Material shown:
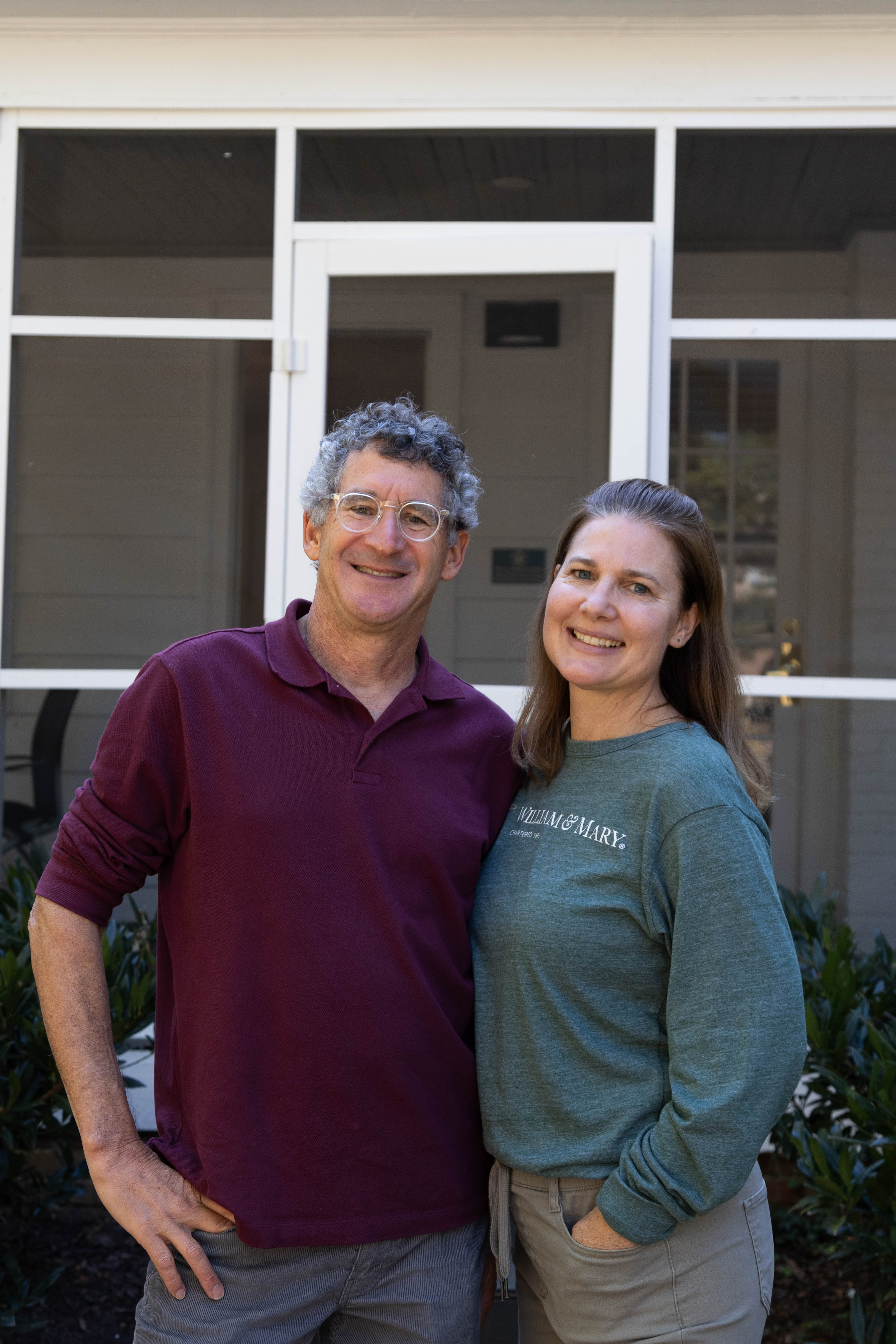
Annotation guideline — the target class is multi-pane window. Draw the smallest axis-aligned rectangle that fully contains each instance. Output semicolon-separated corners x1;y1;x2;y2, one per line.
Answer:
* * *
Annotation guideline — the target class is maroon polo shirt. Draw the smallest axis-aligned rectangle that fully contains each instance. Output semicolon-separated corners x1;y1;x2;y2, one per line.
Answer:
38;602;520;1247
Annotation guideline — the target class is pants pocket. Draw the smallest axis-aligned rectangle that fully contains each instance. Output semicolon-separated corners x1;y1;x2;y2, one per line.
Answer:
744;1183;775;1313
* * *
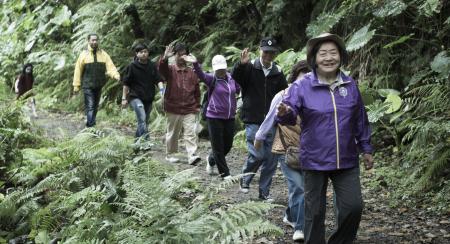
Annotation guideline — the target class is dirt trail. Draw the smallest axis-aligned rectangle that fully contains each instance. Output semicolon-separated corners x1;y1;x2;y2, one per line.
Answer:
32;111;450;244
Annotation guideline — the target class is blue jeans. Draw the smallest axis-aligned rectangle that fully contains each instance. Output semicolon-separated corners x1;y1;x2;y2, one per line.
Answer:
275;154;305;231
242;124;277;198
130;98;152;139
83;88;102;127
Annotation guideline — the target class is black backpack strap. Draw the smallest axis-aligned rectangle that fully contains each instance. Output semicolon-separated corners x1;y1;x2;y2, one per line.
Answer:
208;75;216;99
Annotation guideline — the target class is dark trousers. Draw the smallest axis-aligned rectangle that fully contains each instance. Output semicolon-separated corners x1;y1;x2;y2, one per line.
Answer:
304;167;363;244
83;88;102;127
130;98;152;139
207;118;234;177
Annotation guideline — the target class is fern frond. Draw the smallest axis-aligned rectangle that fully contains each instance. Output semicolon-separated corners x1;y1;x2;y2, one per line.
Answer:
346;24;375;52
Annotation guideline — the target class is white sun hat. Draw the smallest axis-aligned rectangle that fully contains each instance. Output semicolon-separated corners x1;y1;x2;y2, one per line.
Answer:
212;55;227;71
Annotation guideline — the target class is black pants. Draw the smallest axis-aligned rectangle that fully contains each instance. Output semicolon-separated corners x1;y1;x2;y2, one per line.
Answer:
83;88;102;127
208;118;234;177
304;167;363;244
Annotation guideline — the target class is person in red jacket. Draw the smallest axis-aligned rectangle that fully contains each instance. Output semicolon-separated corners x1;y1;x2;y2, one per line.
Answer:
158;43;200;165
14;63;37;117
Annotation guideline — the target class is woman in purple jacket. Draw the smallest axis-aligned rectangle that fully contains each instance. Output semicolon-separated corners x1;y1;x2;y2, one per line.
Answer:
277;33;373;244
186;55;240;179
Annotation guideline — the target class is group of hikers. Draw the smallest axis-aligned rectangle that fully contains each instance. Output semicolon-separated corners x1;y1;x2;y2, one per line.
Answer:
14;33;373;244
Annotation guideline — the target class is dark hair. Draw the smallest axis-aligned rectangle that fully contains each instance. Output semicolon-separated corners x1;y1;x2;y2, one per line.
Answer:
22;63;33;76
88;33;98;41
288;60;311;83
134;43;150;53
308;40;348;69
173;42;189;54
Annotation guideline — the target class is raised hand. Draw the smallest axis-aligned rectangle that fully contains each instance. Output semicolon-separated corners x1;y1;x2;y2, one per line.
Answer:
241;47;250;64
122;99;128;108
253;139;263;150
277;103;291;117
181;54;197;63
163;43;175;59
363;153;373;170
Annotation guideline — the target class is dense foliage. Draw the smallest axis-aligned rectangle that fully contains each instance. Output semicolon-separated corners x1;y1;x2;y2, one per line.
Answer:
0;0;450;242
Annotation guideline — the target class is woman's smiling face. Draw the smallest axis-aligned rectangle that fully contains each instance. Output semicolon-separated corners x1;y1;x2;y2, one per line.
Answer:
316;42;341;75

Task instructions:
Format the records as a Markdown table with the columns Row and Line, beginning at the line that contains "Annotation guideline — the target class is dirt" and stopping after the line that contains "346;24;375;52". Number each line in sequence and leave out any blank lines.

Output for this exercise:
| Row | Line |
|---|---|
| 1 | Annotation guideline — the target class is dirt trail. Draw the smallest axis-aligned rectangle that fully contains each instance. Output semicolon-separated corners x1;y1;x2;y2, one per line. |
| 2 | Answer: |
| 3 | 32;111;450;244 |
| 4 | Annotation guideline — the target class is blue jeans. Draw the smallest axis-aligned rectangle that fully contains each instance. Output semicolon-separated corners x1;y1;x2;y2, one per line. |
| 5 | Answer: |
| 6 | 275;154;305;231 |
| 7 | 242;124;277;198 |
| 8 | 130;98;152;139 |
| 9 | 83;88;102;127 |
| 10 | Annotation guideline — the target class is black backpack strap. Draw the smallest axis-aligned rectangle that fully contains each instance. Output semicolon-separated corners x1;y1;x2;y2, one per line. |
| 11 | Answer: |
| 12 | 208;75;216;99 |
| 13 | Annotation guideline — the target class is dark trousers. Draw the smallest axis-aligned rectangle that fully contains each instance. Output semicolon-separated corners x1;y1;x2;y2, one per line. |
| 14 | Answer: |
| 15 | 304;167;363;244 |
| 16 | 83;88;102;127 |
| 17 | 130;98;152;139 |
| 18 | 207;118;234;177 |
| 19 | Annotation guideline — the target class is fern frond. Draw the smallest axis-aligned rectangle that fully contains each instance. Output semicolon-separated corners x1;y1;x2;y2, one per line. |
| 20 | Answer: |
| 21 | 346;24;375;52 |